Consignes de travail:
(a) Recopiez le carnet d'analyse des vols en commençant par « ## Import des » et en allant jusqu'à « df_aeroports.head() », et substituez « donnees_entrainement » à « train_data ».
(b) Répondez brièvement aux questions suivantes sur le carnet d'analyse des vols.
(i) Sous quel alias la bibliothèque plotly.express est-elle importée ?
(ii) De quel fichier le tableau df_test est-il lu ?
(iii) Quelle colonne de df_fuel sert d'axe x à l'histogramme ?
(c) Prolongez le carnet d'analyse des vols après sa dernière ligne.

Bloc de texte:
- - - - -

In [None]:
import pandas as pd 
import pandas_profiling as pp
import plotly.express as px 
import sqlite3

pd.options.display.max_columns = None

## Import des datasets 

In [None]:
df_aeroports = pd.read_parquet("../data/processed/train_data/aeroports.gzip")
df_compagnies = pd.read_parquet("../data/processed/train_data/compagnies.gzip")
df_vols = pd.read_parquet("../data/processed/train_data/vols.gzip")
df_fuel = pd.read_parquet("../data/processed/train_data/prix_fuel.gzip")
df_test = pd.read_parquet("../data/processed/test_data/vols.gzip")

In [None]:
df_aeroports.head()

In [None]:
fig = px.box(df_aeroports, y="PRIX RETARD PREMIERE 20 MINUTES", notched=True)
fig.show()

In [None]:
fig = px.box(df_aeroports, y="PRIS RETARD POUR CHAQUE MINUTE APRES 10 MINUTES", notched=True)
fig.show()

In [None]:
df_compagnies.head()

In [None]:
df_compagnies['COMPAGNIE'].value_counts()

In [None]:
df_fuel.head()

In [None]:
df_fuel.nunique()

In [None]:
fig = px.histogram(df_fuel, x="PRIX DU BARIL")
fig.show()

- - - - -

Données fournies:
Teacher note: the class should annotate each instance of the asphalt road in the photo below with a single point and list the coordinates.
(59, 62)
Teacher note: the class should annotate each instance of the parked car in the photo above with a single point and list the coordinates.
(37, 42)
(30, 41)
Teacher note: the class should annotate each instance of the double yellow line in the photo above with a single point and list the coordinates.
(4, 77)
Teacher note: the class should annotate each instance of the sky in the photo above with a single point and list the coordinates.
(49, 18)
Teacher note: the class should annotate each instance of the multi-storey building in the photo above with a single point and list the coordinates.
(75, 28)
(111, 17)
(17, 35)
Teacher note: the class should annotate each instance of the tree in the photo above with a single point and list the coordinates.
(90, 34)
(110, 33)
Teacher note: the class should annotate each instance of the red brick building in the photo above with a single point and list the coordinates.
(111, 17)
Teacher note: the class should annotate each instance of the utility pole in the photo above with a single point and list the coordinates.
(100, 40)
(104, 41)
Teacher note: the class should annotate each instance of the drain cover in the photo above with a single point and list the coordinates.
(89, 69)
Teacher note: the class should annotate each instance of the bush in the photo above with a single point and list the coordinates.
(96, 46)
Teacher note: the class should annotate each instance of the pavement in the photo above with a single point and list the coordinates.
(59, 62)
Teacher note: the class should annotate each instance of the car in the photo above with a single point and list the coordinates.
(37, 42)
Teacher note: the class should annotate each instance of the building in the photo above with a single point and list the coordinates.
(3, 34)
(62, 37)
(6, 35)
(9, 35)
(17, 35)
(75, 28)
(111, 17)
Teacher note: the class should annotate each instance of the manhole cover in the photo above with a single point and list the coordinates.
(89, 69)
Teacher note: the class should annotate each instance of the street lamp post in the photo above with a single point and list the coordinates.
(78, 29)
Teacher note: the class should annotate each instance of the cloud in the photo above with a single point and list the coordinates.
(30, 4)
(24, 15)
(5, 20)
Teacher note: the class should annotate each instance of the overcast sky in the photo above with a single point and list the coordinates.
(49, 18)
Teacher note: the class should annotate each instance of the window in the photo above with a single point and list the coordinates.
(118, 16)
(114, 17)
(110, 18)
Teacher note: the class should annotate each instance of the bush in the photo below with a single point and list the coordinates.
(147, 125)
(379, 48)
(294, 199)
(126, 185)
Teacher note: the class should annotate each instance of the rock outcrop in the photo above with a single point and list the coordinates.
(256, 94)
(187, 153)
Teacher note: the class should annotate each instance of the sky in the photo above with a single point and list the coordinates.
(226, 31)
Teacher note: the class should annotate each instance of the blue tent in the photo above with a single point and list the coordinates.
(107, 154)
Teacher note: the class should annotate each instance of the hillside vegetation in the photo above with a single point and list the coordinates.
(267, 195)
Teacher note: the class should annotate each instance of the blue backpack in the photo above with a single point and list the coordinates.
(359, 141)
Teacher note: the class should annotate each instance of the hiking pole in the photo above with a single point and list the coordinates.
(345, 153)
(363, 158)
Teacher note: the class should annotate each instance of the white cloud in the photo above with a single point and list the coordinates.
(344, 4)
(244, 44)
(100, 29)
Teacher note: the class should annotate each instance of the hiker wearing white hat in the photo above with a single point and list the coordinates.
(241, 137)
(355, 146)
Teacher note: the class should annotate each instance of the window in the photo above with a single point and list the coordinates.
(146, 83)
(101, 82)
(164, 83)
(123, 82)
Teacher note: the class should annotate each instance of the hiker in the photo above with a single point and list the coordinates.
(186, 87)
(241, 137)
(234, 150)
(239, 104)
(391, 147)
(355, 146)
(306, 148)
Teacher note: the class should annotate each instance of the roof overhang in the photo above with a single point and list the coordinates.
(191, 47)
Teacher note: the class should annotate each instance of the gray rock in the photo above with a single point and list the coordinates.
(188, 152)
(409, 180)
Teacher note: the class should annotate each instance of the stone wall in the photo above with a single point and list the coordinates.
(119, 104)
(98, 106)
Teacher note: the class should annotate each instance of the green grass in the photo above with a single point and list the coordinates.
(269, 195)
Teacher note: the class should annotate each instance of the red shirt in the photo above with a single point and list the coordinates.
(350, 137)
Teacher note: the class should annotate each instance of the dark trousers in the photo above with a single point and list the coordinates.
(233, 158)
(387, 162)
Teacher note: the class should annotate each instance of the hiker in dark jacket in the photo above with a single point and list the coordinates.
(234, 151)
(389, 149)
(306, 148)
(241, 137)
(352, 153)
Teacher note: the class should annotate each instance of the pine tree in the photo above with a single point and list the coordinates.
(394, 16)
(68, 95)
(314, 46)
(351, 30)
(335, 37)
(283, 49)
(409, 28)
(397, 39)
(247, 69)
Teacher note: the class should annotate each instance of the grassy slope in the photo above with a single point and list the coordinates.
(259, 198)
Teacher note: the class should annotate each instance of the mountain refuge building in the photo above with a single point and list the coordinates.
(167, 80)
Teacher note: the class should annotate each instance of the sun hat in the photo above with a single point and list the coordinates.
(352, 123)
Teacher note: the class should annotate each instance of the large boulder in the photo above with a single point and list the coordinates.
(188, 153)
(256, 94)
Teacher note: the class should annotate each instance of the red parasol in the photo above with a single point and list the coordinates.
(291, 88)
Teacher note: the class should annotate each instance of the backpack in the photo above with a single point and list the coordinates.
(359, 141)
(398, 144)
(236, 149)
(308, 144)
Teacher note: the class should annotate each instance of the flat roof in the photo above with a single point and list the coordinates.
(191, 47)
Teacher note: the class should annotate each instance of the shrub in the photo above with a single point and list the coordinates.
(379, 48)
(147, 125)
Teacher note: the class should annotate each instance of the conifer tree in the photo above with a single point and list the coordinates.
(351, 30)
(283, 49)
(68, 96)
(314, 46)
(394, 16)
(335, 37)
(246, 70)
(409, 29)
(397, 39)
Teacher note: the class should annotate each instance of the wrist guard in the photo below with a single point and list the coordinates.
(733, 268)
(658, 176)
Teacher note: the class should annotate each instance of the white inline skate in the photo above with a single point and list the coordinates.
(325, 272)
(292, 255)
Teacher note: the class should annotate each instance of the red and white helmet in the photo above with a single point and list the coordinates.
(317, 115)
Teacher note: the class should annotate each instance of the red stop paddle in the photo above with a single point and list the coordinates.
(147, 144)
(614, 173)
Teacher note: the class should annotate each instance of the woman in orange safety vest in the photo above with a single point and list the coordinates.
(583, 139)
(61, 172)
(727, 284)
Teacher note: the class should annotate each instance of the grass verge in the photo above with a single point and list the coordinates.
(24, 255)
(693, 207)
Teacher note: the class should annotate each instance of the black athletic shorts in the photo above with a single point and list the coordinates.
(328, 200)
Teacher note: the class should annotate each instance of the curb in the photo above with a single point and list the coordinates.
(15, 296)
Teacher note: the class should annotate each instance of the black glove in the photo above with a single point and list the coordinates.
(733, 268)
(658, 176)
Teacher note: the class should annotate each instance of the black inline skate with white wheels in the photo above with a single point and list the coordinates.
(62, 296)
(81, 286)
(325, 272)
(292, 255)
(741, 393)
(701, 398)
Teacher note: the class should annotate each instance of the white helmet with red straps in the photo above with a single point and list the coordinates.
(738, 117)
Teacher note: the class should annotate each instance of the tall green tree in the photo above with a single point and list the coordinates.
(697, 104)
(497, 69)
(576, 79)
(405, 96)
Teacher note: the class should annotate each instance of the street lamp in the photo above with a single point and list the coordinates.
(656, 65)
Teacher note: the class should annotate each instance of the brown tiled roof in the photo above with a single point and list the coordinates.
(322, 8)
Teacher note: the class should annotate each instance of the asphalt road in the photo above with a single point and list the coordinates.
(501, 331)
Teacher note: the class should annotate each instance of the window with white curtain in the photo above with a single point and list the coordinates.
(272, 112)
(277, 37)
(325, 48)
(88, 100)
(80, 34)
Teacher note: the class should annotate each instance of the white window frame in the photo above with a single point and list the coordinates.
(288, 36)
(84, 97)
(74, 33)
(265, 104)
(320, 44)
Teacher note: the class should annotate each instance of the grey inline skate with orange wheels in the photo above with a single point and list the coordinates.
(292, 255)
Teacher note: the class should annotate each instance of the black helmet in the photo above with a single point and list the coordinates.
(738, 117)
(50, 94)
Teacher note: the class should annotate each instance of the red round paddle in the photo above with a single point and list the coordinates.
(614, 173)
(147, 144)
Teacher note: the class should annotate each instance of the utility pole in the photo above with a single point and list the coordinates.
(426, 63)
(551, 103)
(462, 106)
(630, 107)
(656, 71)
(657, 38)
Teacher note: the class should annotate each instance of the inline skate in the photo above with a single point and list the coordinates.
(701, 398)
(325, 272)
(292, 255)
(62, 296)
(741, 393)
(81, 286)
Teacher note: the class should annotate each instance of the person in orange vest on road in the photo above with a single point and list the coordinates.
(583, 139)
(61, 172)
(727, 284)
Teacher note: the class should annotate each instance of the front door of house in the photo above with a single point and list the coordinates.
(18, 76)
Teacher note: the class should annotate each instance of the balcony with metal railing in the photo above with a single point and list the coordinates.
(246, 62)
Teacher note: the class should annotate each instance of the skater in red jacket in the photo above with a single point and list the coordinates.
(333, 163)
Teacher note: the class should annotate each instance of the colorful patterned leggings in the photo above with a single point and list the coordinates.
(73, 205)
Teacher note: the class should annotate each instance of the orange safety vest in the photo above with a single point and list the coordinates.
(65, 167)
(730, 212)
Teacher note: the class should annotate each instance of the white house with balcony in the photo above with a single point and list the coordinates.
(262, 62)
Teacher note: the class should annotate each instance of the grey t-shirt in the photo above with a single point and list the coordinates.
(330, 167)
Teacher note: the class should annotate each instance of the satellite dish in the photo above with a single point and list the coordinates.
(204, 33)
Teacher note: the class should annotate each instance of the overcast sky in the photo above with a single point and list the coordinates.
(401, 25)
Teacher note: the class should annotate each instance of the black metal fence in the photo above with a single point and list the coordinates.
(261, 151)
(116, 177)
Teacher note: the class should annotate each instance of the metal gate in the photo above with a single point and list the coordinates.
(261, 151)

- - - - -

Corrigé attendu:
(a)
## Import des datasets 

In [None]:
df_aeroports = pd.read_parquet("../data/processed/donnees_entrainement/aeroports.gzip")
df_compagnies = pd.read_parquet("../data/processed/donnees_entrainement/compagnies.gzip")
df_vols = pd.read_parquet("../data/processed/donnees_entrainement/vols.gzip")
df_fuel = pd.read_parquet("../data/processed/donnees_entrainement/prix_fuel.gzip")
df_test = pd.read_parquet("../data/processed/test_data/vols.gzip")

In [None]:
df_aeroports.head()

(b)
(i) px
(ii) "../data/processed/test_data/vols.gzip"
(iii) "PRIX DU BARIL"

(c)
**Il y a une valeur unique du prix du baril. Ce dataset n'est donc pas pertinent à utiliser. Les deux tables "VOLS" et "COMPAGNIES" ne vont pas être utilisées dans le pre-processing mais vont être plutôt utilisées après les prédictions des retards pour évaluer l'impact financier des retards prévisibles durant la période des vols du dataset de test sur le CA des compagnies aériennes.**

In [None]:
df_vols.head()

In [None]:
df_vols.iloc[1,:]

In [None]:
vols_avec_annulation = df_vols[df_vols["ANNULATION"]!=0]
vols_avec_annulation.iloc[1,:]

In [None]:
vols_avec_detournement = df_vols[df_vols["DETOURNEMENT"]!=0]
vols_avec_detournement.iloc[3,:]

In [None]:
df_vols.nunique()

In [None]:
df_test.nunique()

In [None]:
print(df_vols["NIVEAU DE SECURITE"].unique())
print(df_test["NIVEAU DE SECURITE"].unique())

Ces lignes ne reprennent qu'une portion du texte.